WHAT THE TASK ASKS: Continue the interview passage on the Egyptian Judeo-Sufi movement, picking up after its final sentence.

GIVEN PASSAGE:
· · · ·
Q: So what were the  Egyptian Pietist principles and  practices that had inspired me so dramatically?

A:

— I had been avidly  formulating and  promoting ideas  about (i) the  value and practice of  solitary retreat (both partial and  long-term) and (ii) the  creation of  Jewish eremitical communities—but up until this point in time (around  2005)  I had thought that such ideas had only been the concern of fringe minorities or exceptional individuals.

    The Egyptian Judeo-Sufi  movement was no minority fringe endeavour: it had been   large, popular, and influential for over three centuries throughout Egypt, Palestine, and Syria.   It had been promoted by members of the  Maimuni family, strong Jewish Community leaders politically and  in religion,  who were controversial and opposed by some— but revered and followed by many.

   When I discovered that this group expressed praise for (i) dedicated celibacy;(ii) intense solitary retreat (khalwa) and meditative prayer;(iii) the formation of  convents (kanqah) for resident monastic sufis and  visiting Jewish-Sufi practitioners—it felt as though I had come  home.  And  it was a home  within Judaism.
· · · ·
RECORDED DATA:
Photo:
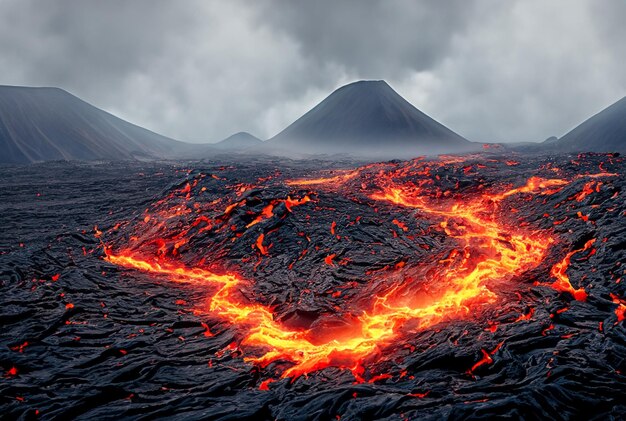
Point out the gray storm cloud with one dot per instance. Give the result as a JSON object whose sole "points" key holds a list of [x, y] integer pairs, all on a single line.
{"points": [[201, 70]]}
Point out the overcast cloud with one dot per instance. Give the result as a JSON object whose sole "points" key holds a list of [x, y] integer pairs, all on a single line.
{"points": [[199, 71]]}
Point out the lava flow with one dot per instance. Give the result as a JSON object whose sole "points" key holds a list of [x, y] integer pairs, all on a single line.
{"points": [[487, 251]]}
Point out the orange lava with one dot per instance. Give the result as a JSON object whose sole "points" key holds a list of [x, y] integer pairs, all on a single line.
{"points": [[562, 282]]}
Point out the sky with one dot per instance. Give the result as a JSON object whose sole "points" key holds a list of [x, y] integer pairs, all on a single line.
{"points": [[199, 71]]}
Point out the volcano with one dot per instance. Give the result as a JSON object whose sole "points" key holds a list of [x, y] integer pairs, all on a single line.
{"points": [[604, 132], [44, 124], [238, 142], [461, 287], [367, 118]]}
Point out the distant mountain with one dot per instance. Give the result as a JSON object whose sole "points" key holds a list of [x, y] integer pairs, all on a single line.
{"points": [[238, 142], [604, 132], [367, 118], [42, 124]]}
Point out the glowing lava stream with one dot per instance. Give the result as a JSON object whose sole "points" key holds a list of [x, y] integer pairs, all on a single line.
{"points": [[488, 254]]}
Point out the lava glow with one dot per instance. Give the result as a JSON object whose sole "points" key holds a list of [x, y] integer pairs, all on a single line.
· · · ·
EXERCISE RESULT:
   As someone who was actually living  an intentionally dedicated solitary life at the  time of  this  discovery, I  was particularly excited by the  discovery of their high regard for extended solitary retreat or hitbodedut/khalwa.  

The penultimate chapter of Rabbi Abraham’s  Kifaya promotes hitbodedut (solitary seclusion) in three  distinctly Sufic forms:

* a personal practice of  regular solitary meditation;

* an ascetic  practice of  deeply secluded retreat (resembling the extended  khalwa [7]  of the Islamic Sufis which is often performed in an enclosed  cell for days  or weeks;

 * the practice of ‘solitude whilst in a crowd’ which the  Sufis call “khalwat dar anjuman’’ and  which is  closely related  to the  maintenance  of  a shiviti/dhikr consciousness.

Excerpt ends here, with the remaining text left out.